From the entries below, copy every line that contains the string "stone".
---- WORKING DATA
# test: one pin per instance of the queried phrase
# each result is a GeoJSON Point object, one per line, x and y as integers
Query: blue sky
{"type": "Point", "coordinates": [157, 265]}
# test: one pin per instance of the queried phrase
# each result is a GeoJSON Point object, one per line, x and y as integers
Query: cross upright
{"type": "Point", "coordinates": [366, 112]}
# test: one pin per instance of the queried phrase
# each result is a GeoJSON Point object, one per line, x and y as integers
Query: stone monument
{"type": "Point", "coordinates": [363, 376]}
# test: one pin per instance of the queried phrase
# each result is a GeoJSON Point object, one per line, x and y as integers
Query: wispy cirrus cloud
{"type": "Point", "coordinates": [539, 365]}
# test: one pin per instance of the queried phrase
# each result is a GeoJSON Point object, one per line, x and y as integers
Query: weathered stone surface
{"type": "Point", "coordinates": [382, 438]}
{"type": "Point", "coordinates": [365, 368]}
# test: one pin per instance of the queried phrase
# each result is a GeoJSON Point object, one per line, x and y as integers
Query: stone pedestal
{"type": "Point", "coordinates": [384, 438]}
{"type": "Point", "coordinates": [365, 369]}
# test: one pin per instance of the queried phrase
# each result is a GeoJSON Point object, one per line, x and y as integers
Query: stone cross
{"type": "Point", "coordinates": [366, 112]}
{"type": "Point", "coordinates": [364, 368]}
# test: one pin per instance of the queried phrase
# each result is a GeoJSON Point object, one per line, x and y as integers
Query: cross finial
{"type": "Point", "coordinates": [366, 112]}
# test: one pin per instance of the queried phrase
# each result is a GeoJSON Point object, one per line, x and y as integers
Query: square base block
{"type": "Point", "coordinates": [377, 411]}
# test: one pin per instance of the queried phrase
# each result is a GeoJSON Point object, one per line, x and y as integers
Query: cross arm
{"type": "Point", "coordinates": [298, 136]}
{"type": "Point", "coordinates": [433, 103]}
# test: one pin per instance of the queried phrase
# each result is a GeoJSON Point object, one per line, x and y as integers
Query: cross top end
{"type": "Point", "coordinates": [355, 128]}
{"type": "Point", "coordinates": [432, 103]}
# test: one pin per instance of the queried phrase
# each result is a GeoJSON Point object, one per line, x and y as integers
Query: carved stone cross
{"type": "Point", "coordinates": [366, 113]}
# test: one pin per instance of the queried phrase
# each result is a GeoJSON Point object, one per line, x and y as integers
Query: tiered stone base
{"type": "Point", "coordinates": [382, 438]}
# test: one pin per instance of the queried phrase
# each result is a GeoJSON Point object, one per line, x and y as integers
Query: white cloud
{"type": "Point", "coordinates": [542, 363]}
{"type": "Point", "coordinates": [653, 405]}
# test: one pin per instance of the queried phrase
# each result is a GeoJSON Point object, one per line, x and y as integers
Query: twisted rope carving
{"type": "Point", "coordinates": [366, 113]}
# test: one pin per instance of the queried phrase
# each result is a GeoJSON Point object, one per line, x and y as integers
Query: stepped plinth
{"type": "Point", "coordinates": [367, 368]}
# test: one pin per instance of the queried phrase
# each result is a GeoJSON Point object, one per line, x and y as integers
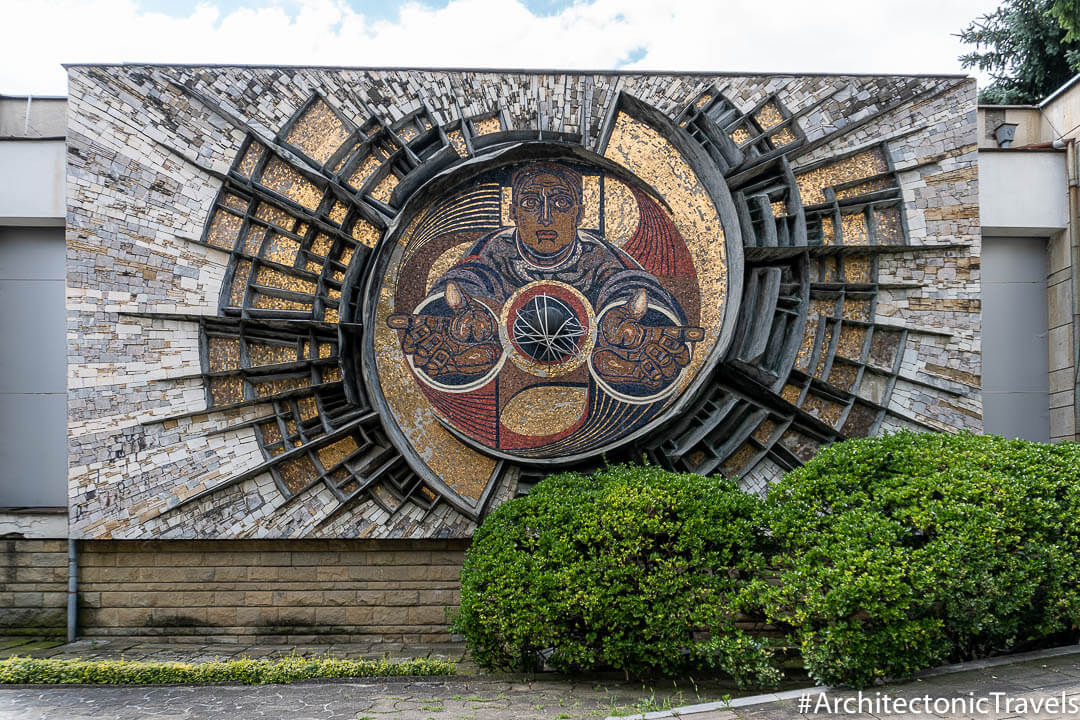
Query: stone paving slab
{"type": "Point", "coordinates": [1025, 678]}
{"type": "Point", "coordinates": [470, 698]}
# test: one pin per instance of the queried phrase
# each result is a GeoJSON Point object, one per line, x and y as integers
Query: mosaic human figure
{"type": "Point", "coordinates": [643, 339]}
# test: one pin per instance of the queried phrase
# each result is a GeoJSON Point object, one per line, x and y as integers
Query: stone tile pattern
{"type": "Point", "coordinates": [32, 586]}
{"type": "Point", "coordinates": [144, 162]}
{"type": "Point", "coordinates": [272, 592]}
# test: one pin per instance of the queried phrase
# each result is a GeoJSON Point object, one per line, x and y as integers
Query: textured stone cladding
{"type": "Point", "coordinates": [221, 221]}
{"type": "Point", "coordinates": [32, 586]}
{"type": "Point", "coordinates": [284, 592]}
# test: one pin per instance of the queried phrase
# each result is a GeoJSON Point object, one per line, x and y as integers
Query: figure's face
{"type": "Point", "coordinates": [547, 212]}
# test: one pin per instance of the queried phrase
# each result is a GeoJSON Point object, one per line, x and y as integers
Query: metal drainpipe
{"type": "Point", "coordinates": [1074, 234]}
{"type": "Point", "coordinates": [72, 588]}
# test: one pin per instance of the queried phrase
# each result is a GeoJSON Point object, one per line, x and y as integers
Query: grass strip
{"type": "Point", "coordinates": [34, 670]}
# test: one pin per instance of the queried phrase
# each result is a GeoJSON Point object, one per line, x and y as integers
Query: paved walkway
{"type": "Point", "coordinates": [1009, 688]}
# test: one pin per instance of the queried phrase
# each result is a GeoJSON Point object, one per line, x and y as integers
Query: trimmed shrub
{"type": "Point", "coordinates": [880, 557]}
{"type": "Point", "coordinates": [626, 569]}
{"type": "Point", "coordinates": [36, 670]}
{"type": "Point", "coordinates": [896, 553]}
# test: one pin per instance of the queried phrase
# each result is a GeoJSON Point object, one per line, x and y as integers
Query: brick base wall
{"type": "Point", "coordinates": [291, 592]}
{"type": "Point", "coordinates": [32, 586]}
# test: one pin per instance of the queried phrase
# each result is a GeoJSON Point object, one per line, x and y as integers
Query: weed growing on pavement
{"type": "Point", "coordinates": [34, 670]}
--------
# PROBLEM SOLUTION
Query: stone monument
Query: weathered stone surface
Query: stone pedestal
Query: stone cross
Query: carved stone cross
Query: tiered stone base
Query: stone paving slab
Query: stone tile pattern
Query: textured stone cladding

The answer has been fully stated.